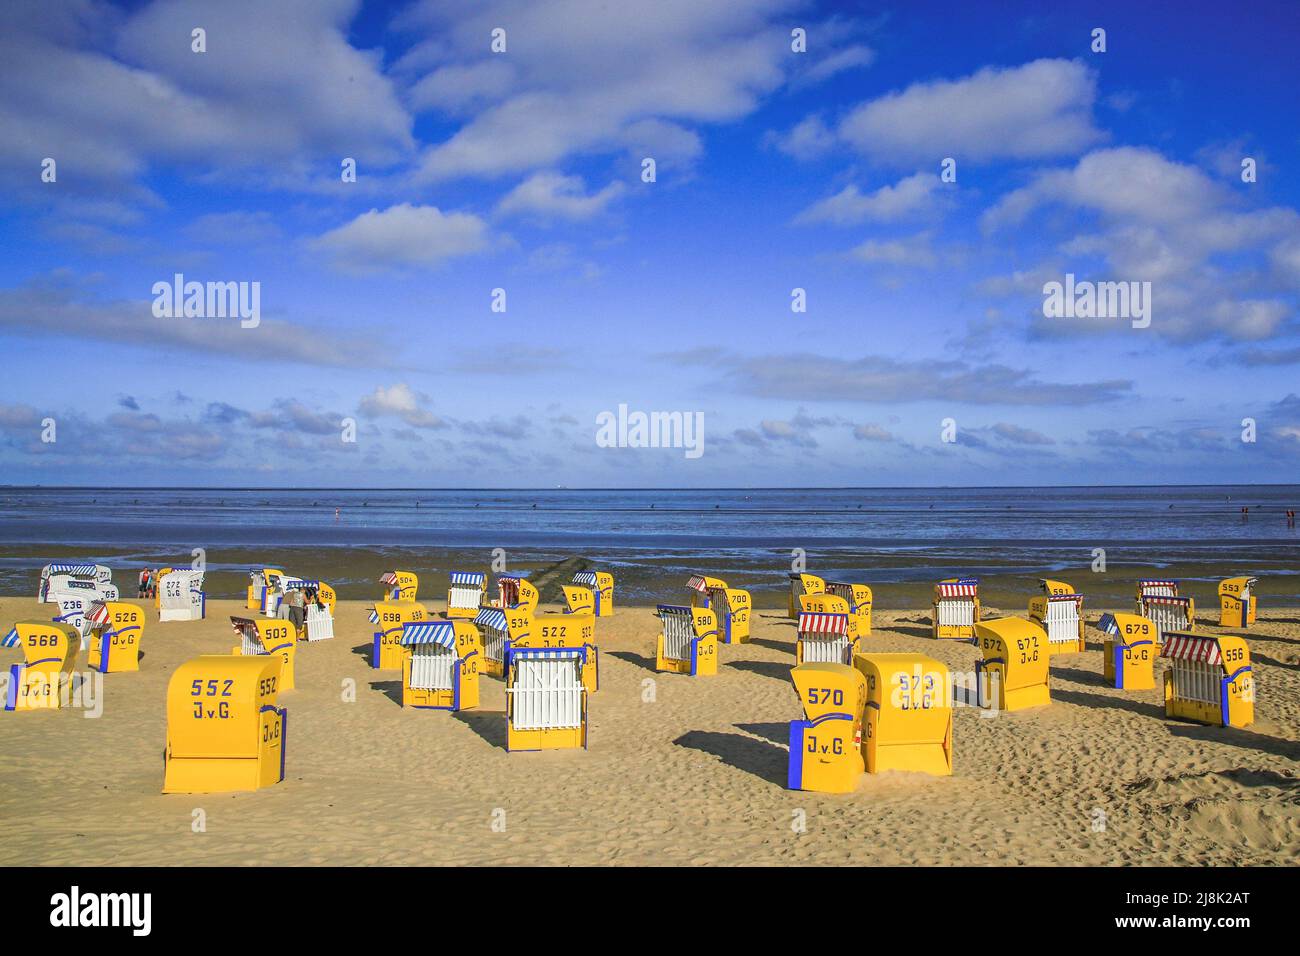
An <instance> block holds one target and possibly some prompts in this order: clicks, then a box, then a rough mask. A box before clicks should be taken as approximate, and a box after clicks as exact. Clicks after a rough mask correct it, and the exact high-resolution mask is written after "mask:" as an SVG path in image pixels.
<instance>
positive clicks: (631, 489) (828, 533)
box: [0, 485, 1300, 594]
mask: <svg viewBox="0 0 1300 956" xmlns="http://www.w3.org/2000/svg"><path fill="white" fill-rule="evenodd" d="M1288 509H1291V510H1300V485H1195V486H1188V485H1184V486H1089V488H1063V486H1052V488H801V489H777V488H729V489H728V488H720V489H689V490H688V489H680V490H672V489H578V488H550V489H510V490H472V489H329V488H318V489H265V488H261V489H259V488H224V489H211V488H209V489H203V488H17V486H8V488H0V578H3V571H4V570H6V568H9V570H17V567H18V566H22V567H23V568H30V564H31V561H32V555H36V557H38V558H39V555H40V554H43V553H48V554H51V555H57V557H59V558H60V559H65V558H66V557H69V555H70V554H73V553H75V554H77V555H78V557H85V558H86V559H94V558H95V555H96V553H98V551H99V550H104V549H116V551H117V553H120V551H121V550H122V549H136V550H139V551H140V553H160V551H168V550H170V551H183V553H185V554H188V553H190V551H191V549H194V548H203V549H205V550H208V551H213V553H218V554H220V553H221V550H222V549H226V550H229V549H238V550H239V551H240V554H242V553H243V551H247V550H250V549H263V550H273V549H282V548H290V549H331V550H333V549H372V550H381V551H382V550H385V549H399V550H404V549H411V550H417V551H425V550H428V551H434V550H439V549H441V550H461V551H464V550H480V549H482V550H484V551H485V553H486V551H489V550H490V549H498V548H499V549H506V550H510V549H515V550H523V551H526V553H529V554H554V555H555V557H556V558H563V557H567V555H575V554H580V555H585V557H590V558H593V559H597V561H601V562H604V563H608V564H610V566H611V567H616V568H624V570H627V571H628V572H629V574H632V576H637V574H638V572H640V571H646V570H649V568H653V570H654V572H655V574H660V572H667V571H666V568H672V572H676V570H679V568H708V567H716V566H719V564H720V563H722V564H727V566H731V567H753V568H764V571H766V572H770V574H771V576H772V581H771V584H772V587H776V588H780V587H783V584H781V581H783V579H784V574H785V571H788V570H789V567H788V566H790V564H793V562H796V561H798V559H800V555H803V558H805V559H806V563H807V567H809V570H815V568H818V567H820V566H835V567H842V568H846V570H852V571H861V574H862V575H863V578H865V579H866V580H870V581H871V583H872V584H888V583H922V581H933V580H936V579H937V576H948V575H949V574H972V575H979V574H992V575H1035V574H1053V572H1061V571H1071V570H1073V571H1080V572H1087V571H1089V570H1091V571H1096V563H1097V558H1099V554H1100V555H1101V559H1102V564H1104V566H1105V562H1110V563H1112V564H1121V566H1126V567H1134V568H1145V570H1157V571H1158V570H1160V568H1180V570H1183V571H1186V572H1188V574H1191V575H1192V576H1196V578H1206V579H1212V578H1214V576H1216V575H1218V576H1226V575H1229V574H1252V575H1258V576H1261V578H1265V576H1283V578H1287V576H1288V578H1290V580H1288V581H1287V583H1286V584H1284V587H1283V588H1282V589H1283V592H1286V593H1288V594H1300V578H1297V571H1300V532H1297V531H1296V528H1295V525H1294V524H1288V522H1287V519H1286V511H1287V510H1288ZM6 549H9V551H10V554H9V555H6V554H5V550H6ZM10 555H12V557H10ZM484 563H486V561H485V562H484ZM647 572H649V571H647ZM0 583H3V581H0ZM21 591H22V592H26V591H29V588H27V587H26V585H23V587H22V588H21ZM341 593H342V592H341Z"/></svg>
· · · · ·
Transcribe all of the data above exactly; no picture belongs in the copy.

An <instance> block holds one target and possibly some prompts in this order: clicks, then a box, then a rough mask. A box before clicks should be taken as approximate, and a box after clicks as exact. Clicks after a rough mask correct it, and the exact high-resolution mask is written after "mask:" as an SVG path in image pixels.
<instance>
positive clicks: (631, 489) (828, 533)
box: [0, 485, 1300, 594]
mask: <svg viewBox="0 0 1300 956" xmlns="http://www.w3.org/2000/svg"><path fill="white" fill-rule="evenodd" d="M1288 509H1291V510H1300V485H1195V486H1188V485H1184V486H1089V488H1063V486H1052V488H801V489H777V488H729V489H728V488H720V489H689V490H688V489H680V490H672V489H578V488H550V489H510V490H472V489H329V488H318V489H265V488H261V489H259V488H224V489H211V488H209V489H203V488H17V486H8V488H0V578H3V571H4V570H6V568H9V570H17V567H18V566H22V567H23V568H30V564H31V561H32V555H36V557H38V558H39V555H40V554H43V553H48V554H51V555H57V557H59V558H60V559H65V558H66V557H69V555H70V554H73V553H75V554H77V555H78V557H85V558H86V559H94V558H95V555H96V553H98V551H99V550H104V549H116V551H117V553H120V551H121V550H122V549H136V550H139V551H140V553H160V551H168V550H170V551H183V553H185V554H188V553H190V551H191V549H194V548H203V549H205V550H208V551H213V553H218V554H220V553H221V550H222V549H226V550H229V549H238V550H239V551H240V554H242V553H243V551H247V550H250V549H263V550H273V549H282V548H290V549H331V550H333V549H372V550H381V551H382V550H385V549H399V550H404V549H411V550H417V551H425V550H428V551H434V550H439V549H441V550H461V551H464V550H480V549H482V550H484V551H485V553H486V551H489V550H490V549H498V548H499V549H506V550H510V549H515V550H523V551H526V553H529V554H554V555H555V557H556V558H563V557H567V555H575V554H580V555H585V557H590V558H593V559H597V561H601V562H604V563H608V564H610V566H611V567H616V568H624V570H627V571H628V572H629V574H632V576H637V574H638V572H640V571H646V570H649V568H653V570H654V572H655V574H660V572H667V571H666V568H672V572H676V570H679V568H708V567H716V566H719V564H720V563H722V564H727V566H731V567H753V568H764V571H766V572H770V574H771V576H772V581H771V584H772V587H776V588H780V587H783V584H781V581H783V579H784V574H785V571H788V570H789V567H788V566H790V564H793V562H796V561H798V559H800V555H803V558H805V559H806V563H807V567H809V570H815V568H818V567H820V566H835V567H842V568H846V570H852V571H861V574H862V575H863V578H865V579H866V580H870V581H871V583H872V584H888V583H922V581H933V580H936V579H937V576H948V575H949V574H972V575H979V574H992V575H1035V574H1053V572H1061V571H1071V570H1073V571H1080V572H1087V571H1089V570H1091V571H1096V563H1097V558H1099V554H1100V555H1101V559H1102V564H1104V566H1105V562H1110V563H1112V564H1121V566H1126V567H1134V568H1145V570H1157V571H1158V570H1160V568H1180V570H1183V571H1186V572H1188V574H1191V575H1192V576H1196V578H1206V579H1212V578H1214V576H1216V575H1218V576H1226V575H1229V574H1252V575H1258V576H1261V578H1265V576H1283V578H1287V576H1288V578H1290V580H1288V581H1287V583H1286V584H1284V587H1283V588H1282V589H1283V592H1286V593H1288V594H1300V578H1297V571H1300V532H1297V531H1296V528H1295V525H1294V524H1288V522H1287V519H1286V511H1287V510H1288ZM6 549H9V551H10V554H9V555H6V554H5V550H6ZM10 555H12V557H10ZM484 563H486V561H485V562H484ZM647 572H649V571H647ZM0 583H3V581H0ZM21 591H22V592H26V591H29V588H27V587H26V585H23V587H22V588H21ZM341 593H342V592H341Z"/></svg>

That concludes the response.